- Opening Delimiter -

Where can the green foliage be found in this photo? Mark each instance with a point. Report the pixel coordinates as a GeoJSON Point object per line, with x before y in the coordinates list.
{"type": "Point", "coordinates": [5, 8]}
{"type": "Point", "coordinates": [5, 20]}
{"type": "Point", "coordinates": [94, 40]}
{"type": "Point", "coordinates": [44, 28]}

- Closing Delimiter -
- Opening Delimiter -

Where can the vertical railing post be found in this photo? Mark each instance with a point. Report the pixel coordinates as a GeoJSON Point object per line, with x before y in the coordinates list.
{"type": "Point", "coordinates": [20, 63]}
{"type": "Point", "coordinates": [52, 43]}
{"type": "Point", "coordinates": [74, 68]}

- Closing Delimiter -
- Opening Delimiter -

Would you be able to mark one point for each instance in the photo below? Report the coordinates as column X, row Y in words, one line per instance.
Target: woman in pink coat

- Closing Delimiter -

■ **What you have to do**
Reproduce exactly the section above that begins at the line containing "Would you be" and ends at the line containing "Target: woman in pink coat", leaving out all other lines.

■ **Task response**
Would you be able to mark one point for each instance in the photo below? Report the coordinates as column X, row Y in words, one line per instance.
Target: woman in pink coat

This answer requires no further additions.